Instructions for the task: Copy out the data word for word, starting at the line containing "Please mark every lifted" and ending at the line containing "[[28, 17, 300, 196]]", including both of those lines.
========
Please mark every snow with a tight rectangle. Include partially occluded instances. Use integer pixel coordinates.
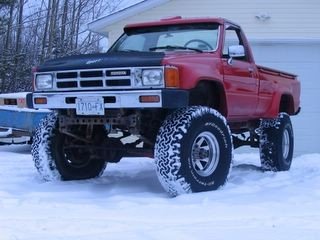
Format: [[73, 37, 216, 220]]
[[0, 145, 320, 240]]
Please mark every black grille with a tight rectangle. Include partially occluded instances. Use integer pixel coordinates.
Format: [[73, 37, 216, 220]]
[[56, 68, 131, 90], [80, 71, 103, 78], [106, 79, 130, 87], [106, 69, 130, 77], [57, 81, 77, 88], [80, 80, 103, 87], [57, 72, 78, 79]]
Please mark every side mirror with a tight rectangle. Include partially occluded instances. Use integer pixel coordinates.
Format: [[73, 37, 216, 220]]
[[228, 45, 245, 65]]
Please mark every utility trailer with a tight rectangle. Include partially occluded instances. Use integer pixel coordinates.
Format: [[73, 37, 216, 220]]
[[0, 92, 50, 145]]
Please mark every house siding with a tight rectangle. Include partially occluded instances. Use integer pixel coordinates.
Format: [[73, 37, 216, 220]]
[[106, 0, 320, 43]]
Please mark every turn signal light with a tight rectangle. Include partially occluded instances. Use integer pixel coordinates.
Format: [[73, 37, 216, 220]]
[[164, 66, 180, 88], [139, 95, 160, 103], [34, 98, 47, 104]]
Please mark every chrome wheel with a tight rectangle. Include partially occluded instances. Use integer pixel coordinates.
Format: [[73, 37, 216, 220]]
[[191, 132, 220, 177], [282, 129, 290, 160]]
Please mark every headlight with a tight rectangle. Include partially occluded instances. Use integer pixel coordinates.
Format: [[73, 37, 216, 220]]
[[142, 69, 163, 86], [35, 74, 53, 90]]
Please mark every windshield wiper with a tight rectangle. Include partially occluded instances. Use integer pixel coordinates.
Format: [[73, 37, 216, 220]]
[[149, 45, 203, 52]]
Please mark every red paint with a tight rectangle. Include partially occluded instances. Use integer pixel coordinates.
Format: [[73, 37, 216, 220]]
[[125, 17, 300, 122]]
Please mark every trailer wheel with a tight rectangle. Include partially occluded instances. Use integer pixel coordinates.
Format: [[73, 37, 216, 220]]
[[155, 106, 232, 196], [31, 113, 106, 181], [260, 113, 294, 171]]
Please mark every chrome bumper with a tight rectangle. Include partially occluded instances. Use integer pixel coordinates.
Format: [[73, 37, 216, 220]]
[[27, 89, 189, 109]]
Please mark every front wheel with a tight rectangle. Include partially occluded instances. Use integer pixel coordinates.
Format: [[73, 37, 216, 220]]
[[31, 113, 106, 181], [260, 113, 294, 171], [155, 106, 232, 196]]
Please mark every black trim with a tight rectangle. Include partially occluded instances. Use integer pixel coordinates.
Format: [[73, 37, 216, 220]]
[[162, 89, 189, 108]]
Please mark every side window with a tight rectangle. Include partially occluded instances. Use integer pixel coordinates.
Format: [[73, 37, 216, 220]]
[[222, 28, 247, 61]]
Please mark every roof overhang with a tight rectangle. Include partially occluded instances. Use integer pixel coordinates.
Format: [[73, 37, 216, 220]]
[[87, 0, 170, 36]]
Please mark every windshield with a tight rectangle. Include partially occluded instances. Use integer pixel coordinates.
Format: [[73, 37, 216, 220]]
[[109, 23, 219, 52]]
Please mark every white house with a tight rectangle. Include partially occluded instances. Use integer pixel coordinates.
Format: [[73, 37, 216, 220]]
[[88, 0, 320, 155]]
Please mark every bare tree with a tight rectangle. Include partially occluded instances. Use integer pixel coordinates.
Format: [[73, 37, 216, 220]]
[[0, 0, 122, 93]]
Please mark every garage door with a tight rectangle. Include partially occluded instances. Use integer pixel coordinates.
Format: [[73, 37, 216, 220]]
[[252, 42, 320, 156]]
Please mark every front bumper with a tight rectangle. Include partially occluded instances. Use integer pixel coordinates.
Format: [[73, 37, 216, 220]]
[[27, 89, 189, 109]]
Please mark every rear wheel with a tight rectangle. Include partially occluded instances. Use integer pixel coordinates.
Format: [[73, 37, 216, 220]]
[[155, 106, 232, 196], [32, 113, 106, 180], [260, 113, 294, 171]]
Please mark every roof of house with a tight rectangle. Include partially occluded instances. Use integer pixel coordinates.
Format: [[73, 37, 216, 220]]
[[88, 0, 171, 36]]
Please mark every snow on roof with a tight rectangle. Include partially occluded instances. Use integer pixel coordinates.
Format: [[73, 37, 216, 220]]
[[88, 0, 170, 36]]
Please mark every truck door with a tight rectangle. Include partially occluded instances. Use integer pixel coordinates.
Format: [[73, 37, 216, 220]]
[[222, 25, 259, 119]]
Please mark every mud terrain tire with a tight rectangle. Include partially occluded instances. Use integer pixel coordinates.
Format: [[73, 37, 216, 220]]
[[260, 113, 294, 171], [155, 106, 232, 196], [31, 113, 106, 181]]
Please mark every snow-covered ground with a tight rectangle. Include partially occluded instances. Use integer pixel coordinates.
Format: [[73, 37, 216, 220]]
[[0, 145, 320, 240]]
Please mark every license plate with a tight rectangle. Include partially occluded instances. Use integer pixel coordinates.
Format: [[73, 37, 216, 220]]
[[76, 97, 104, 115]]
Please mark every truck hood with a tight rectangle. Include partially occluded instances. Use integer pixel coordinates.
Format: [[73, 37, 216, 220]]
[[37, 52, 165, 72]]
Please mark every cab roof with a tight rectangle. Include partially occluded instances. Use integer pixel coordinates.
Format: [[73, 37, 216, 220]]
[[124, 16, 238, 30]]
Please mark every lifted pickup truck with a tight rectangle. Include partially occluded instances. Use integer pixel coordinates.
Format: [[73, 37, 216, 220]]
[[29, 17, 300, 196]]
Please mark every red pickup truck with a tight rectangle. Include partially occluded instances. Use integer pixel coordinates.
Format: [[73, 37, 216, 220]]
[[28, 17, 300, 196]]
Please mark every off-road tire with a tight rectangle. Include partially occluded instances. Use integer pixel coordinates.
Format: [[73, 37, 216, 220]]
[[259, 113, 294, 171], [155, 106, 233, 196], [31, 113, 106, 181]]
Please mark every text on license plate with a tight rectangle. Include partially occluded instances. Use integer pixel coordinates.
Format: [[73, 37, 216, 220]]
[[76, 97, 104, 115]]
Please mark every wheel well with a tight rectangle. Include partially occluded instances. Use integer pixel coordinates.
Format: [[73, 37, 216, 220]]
========
Result:
Please mark every lifted pickup truck with a tight rectangle. Include partially occluded instances. Use integer pixel coordinates.
Format: [[73, 37, 216, 220]]
[[29, 17, 300, 196]]
Please mark every red pickup truck with a tight rectangle. Include partially occluded instances. Use integer pixel coordinates.
Format: [[73, 37, 216, 220]]
[[28, 17, 300, 196]]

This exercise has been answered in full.